## EXERCISE DESCRIPTION
How many lines in the rows below contain the string "forehead"? Case counts. Reply with the number alone.

## Lines of data
- - -

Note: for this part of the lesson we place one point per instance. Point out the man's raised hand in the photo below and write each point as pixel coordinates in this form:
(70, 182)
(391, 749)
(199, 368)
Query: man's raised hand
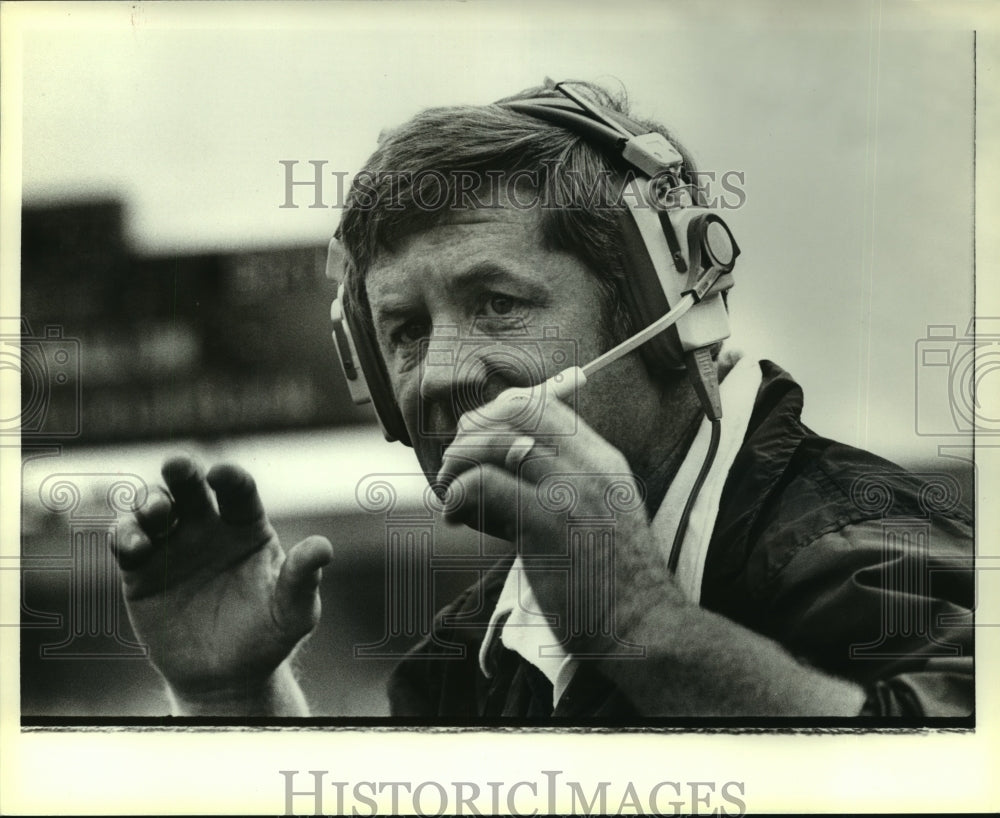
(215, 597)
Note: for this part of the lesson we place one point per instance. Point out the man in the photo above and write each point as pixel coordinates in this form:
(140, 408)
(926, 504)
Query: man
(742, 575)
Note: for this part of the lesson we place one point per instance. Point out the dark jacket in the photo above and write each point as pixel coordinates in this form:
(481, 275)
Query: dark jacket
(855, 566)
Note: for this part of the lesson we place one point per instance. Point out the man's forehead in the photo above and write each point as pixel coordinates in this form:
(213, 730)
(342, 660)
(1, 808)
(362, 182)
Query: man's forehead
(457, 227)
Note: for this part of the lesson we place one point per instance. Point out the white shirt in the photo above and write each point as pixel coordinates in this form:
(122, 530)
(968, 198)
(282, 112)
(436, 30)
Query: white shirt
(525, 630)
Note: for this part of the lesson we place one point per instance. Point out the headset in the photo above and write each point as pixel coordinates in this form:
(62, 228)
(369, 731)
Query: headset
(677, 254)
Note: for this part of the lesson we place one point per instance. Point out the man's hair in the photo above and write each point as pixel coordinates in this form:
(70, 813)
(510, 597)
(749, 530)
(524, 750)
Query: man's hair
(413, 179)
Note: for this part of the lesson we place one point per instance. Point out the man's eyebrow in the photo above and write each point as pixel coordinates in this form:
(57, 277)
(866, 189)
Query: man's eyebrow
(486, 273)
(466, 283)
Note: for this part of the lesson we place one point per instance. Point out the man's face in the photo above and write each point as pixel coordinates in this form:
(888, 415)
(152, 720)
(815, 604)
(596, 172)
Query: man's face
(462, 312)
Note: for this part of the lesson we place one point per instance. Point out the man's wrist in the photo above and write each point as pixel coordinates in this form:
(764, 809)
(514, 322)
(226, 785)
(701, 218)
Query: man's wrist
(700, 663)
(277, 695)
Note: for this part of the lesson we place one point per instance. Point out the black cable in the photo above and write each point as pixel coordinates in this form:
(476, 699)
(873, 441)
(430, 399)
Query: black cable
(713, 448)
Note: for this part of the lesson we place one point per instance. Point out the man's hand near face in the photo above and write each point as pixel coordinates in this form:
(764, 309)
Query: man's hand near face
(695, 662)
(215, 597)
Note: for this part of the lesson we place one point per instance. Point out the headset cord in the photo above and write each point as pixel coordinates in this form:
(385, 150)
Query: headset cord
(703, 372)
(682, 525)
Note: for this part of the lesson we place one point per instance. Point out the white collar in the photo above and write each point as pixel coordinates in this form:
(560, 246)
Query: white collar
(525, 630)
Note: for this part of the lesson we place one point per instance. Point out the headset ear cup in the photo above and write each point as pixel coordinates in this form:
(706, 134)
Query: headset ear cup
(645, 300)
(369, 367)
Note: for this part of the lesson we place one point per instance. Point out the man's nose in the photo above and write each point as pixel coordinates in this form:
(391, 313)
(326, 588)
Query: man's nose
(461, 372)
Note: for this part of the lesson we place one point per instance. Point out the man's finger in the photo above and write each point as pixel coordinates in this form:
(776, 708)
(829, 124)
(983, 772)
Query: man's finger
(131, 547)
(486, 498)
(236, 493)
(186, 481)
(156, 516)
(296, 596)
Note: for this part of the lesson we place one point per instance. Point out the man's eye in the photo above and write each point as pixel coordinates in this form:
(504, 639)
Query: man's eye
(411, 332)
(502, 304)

- - -

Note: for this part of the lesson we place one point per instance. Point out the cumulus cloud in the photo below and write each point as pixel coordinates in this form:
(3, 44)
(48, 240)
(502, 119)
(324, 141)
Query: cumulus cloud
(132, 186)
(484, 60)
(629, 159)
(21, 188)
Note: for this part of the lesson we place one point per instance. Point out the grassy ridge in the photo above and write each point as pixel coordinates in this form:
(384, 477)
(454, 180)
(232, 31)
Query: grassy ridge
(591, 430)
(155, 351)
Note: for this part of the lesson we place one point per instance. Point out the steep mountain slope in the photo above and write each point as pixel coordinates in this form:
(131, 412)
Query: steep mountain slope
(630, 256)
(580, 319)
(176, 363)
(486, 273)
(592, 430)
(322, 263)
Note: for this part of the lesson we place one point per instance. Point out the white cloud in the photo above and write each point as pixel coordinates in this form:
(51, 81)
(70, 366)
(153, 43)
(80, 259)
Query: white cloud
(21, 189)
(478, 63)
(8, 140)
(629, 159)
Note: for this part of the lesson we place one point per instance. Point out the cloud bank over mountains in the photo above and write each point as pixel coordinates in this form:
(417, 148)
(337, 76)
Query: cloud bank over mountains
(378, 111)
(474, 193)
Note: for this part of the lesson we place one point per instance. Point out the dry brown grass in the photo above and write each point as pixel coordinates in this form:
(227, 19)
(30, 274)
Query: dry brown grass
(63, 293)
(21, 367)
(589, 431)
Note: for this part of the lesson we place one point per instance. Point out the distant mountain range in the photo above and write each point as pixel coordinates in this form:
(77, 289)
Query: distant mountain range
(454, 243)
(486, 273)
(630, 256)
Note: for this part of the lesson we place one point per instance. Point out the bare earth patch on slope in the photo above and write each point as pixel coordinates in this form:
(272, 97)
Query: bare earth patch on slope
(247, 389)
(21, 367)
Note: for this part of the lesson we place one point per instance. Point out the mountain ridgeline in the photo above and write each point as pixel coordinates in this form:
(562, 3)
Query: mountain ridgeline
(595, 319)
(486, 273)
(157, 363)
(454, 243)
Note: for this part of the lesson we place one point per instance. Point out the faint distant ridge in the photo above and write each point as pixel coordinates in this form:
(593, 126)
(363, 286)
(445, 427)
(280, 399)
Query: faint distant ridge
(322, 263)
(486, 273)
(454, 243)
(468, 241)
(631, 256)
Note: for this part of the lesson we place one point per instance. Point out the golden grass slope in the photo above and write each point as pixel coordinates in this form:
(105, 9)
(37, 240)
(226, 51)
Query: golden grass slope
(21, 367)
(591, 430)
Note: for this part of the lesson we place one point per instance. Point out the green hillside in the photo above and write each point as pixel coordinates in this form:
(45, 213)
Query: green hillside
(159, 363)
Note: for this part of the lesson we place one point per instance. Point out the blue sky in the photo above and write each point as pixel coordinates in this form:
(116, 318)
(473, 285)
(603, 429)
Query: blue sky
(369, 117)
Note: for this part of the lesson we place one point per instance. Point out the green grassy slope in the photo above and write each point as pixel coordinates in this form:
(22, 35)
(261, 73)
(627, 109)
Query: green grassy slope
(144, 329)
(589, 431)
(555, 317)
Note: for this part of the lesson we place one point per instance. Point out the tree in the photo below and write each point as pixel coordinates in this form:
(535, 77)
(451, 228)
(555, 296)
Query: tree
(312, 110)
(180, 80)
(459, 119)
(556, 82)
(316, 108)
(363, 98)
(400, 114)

- - -

## RESULT
2